**Text**

^^^^^^^^

Petitioner mentioned a two-family house in Florida that his relatives had bought, but offered no detail about that arrangement as it concerned him and the child or about the house itself to enable a comparison with his New York residence.  He testified that his Florida relatives were helping him be proactive in finding therapy for the child, but did not describe the kind of financial or other support his relatives might offer (see Matter of Melissa Marie G. v. John Christopher W., 73 A.D.3d 658, 901 N.Y.S.2d 275 [1st Dept. 2010]).  He also offered no basis for his optimism about obtaining employment in Florida.  The record demonstrates that petitioner's plan to relocate to Florida “was less of a plan and more of an amorphous idea” (Matter of Salena S. v. Ahmad G., 152 A.D.3d 162, 163, 58 N.Y.S.3d 35 [1st Dept. 2017]).  Respondent mother's failure to pay child support is one factor in support of relocation, but it is insufficient to warrant granting relocation on this record (see Salena S., 152 A.D.3d at 166, 58 N.Y.S.3d 35).

^^^^^^^^

Referring expression data:

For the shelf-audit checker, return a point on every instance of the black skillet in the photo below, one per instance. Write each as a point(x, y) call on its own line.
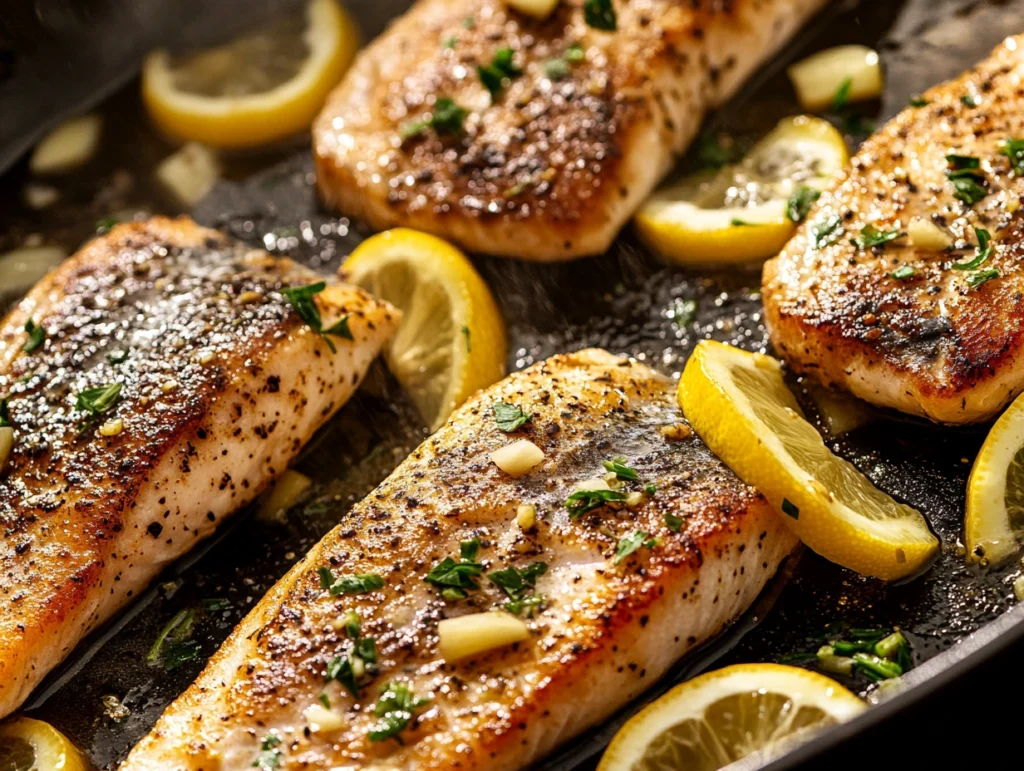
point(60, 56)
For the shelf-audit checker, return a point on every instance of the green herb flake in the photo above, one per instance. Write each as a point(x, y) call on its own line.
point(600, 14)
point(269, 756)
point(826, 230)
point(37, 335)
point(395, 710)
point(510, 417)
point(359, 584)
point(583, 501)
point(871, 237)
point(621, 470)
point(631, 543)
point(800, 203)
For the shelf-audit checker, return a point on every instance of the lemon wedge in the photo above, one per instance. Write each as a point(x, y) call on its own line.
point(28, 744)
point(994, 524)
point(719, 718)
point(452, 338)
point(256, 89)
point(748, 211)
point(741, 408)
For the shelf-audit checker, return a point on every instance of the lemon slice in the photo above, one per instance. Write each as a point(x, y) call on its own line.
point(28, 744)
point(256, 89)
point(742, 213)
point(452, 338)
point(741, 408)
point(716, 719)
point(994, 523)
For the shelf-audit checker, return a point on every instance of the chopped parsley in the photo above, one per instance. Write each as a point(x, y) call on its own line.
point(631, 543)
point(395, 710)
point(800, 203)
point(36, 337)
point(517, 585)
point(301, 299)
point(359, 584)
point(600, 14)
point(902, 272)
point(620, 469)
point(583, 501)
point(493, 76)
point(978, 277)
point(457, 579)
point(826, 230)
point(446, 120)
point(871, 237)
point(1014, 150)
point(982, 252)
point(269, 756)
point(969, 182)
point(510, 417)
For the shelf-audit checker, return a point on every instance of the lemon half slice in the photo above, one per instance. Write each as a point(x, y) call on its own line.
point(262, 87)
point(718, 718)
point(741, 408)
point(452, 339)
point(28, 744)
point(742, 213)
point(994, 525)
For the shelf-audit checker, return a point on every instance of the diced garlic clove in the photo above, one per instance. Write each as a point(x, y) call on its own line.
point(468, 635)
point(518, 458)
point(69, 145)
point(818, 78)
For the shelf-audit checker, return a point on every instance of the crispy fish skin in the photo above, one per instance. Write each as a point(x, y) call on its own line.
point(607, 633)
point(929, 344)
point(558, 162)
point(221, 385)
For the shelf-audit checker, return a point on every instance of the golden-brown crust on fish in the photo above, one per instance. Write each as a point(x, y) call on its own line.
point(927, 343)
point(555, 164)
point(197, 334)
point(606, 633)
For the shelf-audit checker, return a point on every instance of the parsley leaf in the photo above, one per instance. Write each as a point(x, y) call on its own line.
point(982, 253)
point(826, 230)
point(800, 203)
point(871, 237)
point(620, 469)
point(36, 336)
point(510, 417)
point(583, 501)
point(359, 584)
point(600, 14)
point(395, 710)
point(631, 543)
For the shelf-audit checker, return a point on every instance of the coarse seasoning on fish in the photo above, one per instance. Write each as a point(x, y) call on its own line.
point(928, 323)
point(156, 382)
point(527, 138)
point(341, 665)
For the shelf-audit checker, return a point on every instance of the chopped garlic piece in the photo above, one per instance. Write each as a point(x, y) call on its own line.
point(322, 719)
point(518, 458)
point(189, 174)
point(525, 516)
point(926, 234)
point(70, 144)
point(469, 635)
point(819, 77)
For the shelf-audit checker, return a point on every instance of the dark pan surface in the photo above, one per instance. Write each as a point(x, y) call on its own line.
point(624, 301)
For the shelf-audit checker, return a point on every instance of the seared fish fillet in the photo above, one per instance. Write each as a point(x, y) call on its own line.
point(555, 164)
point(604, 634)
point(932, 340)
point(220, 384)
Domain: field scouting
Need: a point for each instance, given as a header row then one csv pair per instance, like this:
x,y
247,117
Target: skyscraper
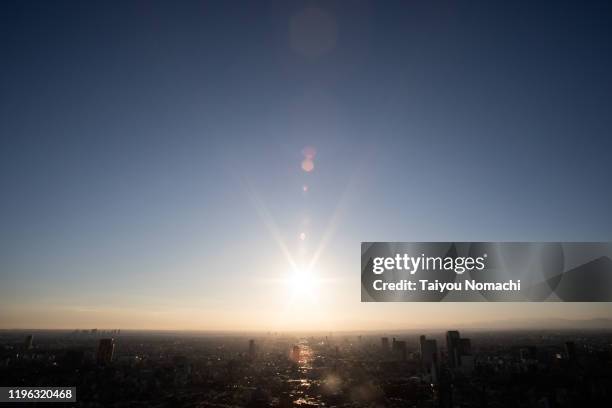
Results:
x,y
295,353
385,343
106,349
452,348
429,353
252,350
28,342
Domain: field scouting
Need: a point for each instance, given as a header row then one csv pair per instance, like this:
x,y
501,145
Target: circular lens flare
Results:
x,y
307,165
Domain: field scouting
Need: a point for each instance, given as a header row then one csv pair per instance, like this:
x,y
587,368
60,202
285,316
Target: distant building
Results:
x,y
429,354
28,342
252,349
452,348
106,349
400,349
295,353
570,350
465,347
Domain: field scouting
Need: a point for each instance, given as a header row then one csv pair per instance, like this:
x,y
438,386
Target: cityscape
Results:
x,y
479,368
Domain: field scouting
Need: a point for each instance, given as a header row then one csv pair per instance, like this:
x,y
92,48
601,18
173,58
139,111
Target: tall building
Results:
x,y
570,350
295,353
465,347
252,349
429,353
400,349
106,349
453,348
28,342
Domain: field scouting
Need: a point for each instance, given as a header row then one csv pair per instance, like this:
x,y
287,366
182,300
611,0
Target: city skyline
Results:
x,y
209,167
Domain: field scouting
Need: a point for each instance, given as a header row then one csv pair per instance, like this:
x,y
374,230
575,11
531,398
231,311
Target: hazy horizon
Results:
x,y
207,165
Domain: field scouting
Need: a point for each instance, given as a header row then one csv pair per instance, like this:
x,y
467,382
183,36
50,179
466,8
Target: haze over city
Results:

^^^^^^^^

**Assigned task**
Continue the court passage on the father's proposed move to Florida, starting right after its final sentence.

**Your response**
In contrast, respondent's testimony demonstrated her concern that if relocation were granted she would rarely if ever see her child again, and that this concern was well founded (see Tropea, 87 N.Y.2d at 740, 642 N.Y.S.2d 575, 665 N.E.2d 145;  Amato v. Amato, 202 A.D.2d 458, 609 N.Y.S.2d 51 [2d Dept. 1994], lv denied 83 N.Y.2d 759, 616 N.Y.S.2d 14, 639 N.E.2d 754 [1994]).  Respondent's testimony about her financial inability to afford travel to and from Florida was unrebutted, given her unrebutted testimony about her $11–an–hour job.  Petitioner claimed that he would assume financial responsibility for the costs of such visitation, but, given that he was unemployed and receiving public assistance, Family Court appropriately concluded that there would likely be no funds for visitation.

The court recognized that the relationship between the child and respondent, the non-custodial parent, was fraught, and that it needed work and consistency to be repaired.  Because relocation would prevent regular therapeutic visitation between respondent and the child, the court appropriately found that this factor weighed against the petition.

Petitioner argues, and the record shows, that the child has thrived since petitioner became the custodial parent.  However, these positive developments in the child's life, by petitioner's own description, occurred in New York. Petitioner failed to show that relocation was necessary to preserve them or that they would be jeopardized if relocation did not occur.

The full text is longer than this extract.